__GIVEN PROBLEM__:
Please update the records below so that every "plant cluster" reads "shrub group" and all other text stays unchanged. Give them back without the pictures.

__RECORD SET__:
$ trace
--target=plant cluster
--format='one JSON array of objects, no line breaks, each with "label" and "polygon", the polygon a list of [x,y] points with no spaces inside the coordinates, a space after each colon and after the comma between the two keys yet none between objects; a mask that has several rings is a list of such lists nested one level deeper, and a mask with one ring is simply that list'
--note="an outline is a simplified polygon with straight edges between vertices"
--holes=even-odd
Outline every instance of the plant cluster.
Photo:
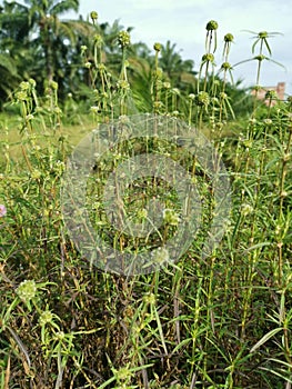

__WRITTEN ANSWER__:
$ trace
--target=shrub group
--format='one JSON array of objects, no line breaks, each with "label" and "polygon", the polygon a list of [x,y] points with no spaces inside the coordinates, a space after each colon and after the comma between the two keys yet none between objects; a mask that has several rings is a list of such lists nested one level deeper, and a mask with one ring is simply that list'
--note="an outline is a simplified polygon with straight edges between vertices"
--holes=even-odd
Outline every instance of the shrub group.
Photo:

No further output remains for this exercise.